- Problem statement -
Start at the line containing "The function MUST provide one marker per instance of the eye" and transcribe every line exactly through the end of the records below, and only those lines.

Point annotations for photos
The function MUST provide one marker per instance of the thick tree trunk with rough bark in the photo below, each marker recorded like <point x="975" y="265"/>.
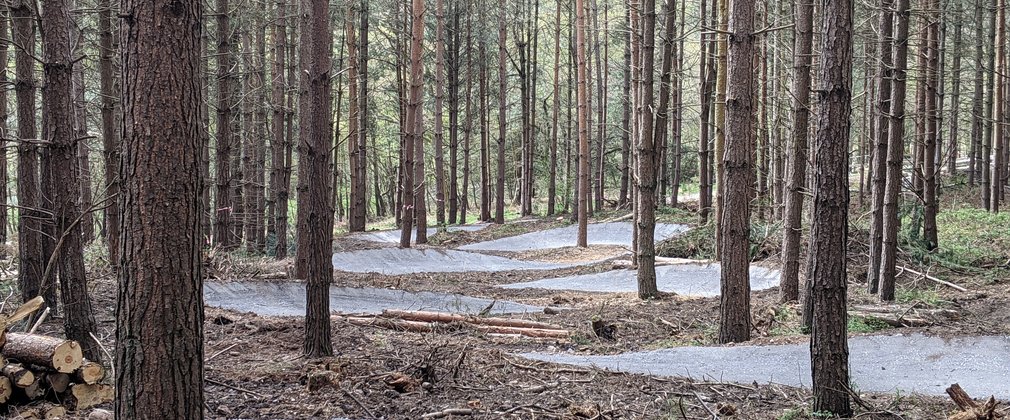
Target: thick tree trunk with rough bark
<point x="160" y="315"/>
<point x="59" y="128"/>
<point x="829" y="228"/>
<point x="315" y="215"/>
<point x="734" y="225"/>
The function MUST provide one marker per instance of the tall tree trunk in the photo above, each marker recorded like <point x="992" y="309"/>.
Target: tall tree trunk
<point x="469" y="125"/>
<point x="583" y="206"/>
<point x="439" y="93"/>
<point x="987" y="145"/>
<point x="224" y="139"/>
<point x="363" y="114"/>
<point x="829" y="228"/>
<point x="4" y="115"/>
<point x="895" y="152"/>
<point x="952" y="142"/>
<point x="793" y="229"/>
<point x="59" y="128"/>
<point x="412" y="126"/>
<point x="879" y="166"/>
<point x="554" y="123"/>
<point x="280" y="86"/>
<point x="500" y="185"/>
<point x="977" y="98"/>
<point x="356" y="216"/>
<point x="315" y="214"/>
<point x="485" y="134"/>
<point x="704" y="138"/>
<point x="722" y="46"/>
<point x="999" y="107"/>
<point x="30" y="259"/>
<point x="734" y="226"/>
<point x="930" y="168"/>
<point x="648" y="156"/>
<point x="160" y="315"/>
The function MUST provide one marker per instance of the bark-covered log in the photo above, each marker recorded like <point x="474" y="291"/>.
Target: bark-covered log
<point x="971" y="410"/>
<point x="57" y="353"/>
<point x="42" y="410"/>
<point x="90" y="373"/>
<point x="5" y="389"/>
<point x="57" y="382"/>
<point x="18" y="375"/>
<point x="447" y="317"/>
<point x="83" y="396"/>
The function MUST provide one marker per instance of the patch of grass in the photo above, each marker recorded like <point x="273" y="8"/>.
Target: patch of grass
<point x="864" y="324"/>
<point x="910" y="295"/>
<point x="666" y="214"/>
<point x="786" y="321"/>
<point x="970" y="238"/>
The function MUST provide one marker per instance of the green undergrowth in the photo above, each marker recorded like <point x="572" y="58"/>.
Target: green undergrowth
<point x="699" y="242"/>
<point x="971" y="239"/>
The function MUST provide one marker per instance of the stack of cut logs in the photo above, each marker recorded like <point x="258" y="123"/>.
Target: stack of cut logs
<point x="44" y="377"/>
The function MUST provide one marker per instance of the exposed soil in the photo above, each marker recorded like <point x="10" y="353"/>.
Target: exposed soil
<point x="255" y="369"/>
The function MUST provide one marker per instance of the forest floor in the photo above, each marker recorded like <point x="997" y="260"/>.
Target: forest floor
<point x="255" y="368"/>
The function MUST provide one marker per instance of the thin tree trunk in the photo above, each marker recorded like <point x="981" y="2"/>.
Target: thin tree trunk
<point x="930" y="168"/>
<point x="58" y="127"/>
<point x="279" y="139"/>
<point x="999" y="107"/>
<point x="978" y="94"/>
<point x="30" y="259"/>
<point x="412" y="126"/>
<point x="734" y="226"/>
<point x="224" y="138"/>
<point x="895" y="152"/>
<point x="500" y="186"/>
<point x="879" y="166"/>
<point x="439" y="89"/>
<point x="793" y="229"/>
<point x="554" y="123"/>
<point x="583" y="206"/>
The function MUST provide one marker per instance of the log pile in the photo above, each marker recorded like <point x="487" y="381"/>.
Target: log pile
<point x="43" y="377"/>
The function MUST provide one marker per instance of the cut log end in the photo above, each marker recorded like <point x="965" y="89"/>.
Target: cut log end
<point x="90" y="373"/>
<point x="62" y="355"/>
<point x="83" y="396"/>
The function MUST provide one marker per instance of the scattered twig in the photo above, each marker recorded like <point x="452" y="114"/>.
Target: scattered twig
<point x="241" y="390"/>
<point x="714" y="416"/>
<point x="220" y="352"/>
<point x="935" y="280"/>
<point x="360" y="404"/>
<point x="41" y="318"/>
<point x="448" y="412"/>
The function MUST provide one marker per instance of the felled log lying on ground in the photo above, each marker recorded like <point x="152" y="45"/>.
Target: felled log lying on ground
<point x="57" y="353"/>
<point x="903" y="316"/>
<point x="422" y="321"/>
<point x="970" y="409"/>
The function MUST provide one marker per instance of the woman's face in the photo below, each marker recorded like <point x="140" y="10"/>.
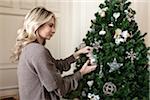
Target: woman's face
<point x="47" y="30"/>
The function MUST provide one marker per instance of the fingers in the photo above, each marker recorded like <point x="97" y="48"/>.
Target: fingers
<point x="93" y="67"/>
<point x="86" y="63"/>
<point x="90" y="49"/>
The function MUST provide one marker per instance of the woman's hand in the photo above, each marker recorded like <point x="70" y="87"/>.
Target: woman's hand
<point x="87" y="69"/>
<point x="84" y="50"/>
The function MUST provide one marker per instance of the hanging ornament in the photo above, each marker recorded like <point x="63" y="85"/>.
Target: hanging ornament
<point x="111" y="24"/>
<point x="90" y="83"/>
<point x="125" y="35"/>
<point x="101" y="74"/>
<point x="116" y="15"/>
<point x="82" y="45"/>
<point x="97" y="45"/>
<point x="102" y="32"/>
<point x="114" y="65"/>
<point x="118" y="41"/>
<point x="102" y="12"/>
<point x="93" y="96"/>
<point x="121" y="36"/>
<point x="109" y="88"/>
<point x="92" y="58"/>
<point x="118" y="32"/>
<point x="83" y="94"/>
<point x="131" y="55"/>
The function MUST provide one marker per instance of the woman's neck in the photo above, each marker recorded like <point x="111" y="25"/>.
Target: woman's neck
<point x="40" y="39"/>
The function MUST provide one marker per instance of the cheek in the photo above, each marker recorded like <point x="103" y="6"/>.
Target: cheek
<point x="45" y="32"/>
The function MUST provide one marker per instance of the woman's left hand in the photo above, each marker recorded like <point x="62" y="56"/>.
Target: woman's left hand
<point x="84" y="50"/>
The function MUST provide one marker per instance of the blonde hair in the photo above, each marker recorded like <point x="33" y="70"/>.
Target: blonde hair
<point x="27" y="34"/>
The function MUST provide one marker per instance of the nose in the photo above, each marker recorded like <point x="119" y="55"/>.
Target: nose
<point x="53" y="30"/>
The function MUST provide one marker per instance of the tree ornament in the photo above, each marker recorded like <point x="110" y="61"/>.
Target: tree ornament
<point x="114" y="65"/>
<point x="131" y="55"/>
<point x="90" y="83"/>
<point x="82" y="45"/>
<point x="83" y="94"/>
<point x="121" y="36"/>
<point x="102" y="12"/>
<point x="102" y="32"/>
<point x="116" y="15"/>
<point x="111" y="24"/>
<point x="109" y="88"/>
<point x="125" y="35"/>
<point x="101" y="74"/>
<point x="92" y="58"/>
<point x="93" y="96"/>
<point x="97" y="45"/>
<point x="118" y="32"/>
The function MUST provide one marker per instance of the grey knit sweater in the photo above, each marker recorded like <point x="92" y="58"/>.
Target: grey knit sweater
<point x="39" y="74"/>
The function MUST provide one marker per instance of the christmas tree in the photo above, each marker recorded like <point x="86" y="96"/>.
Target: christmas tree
<point x="120" y="54"/>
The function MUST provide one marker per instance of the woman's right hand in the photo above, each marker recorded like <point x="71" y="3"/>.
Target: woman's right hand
<point x="86" y="68"/>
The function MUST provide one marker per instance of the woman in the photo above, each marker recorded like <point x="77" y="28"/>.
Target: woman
<point x="39" y="74"/>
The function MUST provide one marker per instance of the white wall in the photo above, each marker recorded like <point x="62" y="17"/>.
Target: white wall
<point x="12" y="13"/>
<point x="73" y="22"/>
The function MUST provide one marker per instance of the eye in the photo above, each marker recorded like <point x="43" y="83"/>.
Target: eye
<point x="50" y="25"/>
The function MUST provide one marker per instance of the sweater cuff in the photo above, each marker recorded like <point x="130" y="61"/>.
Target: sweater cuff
<point x="78" y="75"/>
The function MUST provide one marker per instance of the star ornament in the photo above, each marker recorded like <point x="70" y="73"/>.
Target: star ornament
<point x="114" y="65"/>
<point x="131" y="55"/>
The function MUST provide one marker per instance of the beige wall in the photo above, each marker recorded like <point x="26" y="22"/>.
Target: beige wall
<point x="73" y="21"/>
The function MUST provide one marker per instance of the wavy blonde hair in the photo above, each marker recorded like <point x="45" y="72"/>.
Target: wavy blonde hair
<point x="27" y="34"/>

- Solution below -
The function MUST provide one marker per instance of the eye in the photo above, each marker recorded like <point x="43" y="83"/>.
Target: eye
<point x="50" y="25"/>
The function MUST provide one marker per instance of the sweater cuff in the photo above, each marker recorded like <point x="130" y="61"/>.
Target: sweater cuff
<point x="78" y="75"/>
The function MUST provide one marker per instance of the star ornament in the photo above, each marker recorded like <point x="70" y="73"/>.
Target: star ornament
<point x="114" y="65"/>
<point x="131" y="55"/>
The function MUST provide one marker per instance of the beige wall in the photo above, each marker recorded like <point x="26" y="22"/>.
Target: beige wall
<point x="73" y="21"/>
The function MUST provide one marker per instance of the wavy blonde hair in the photo above, each marker recorded like <point x="45" y="72"/>.
Target: wavy blonde hair
<point x="27" y="34"/>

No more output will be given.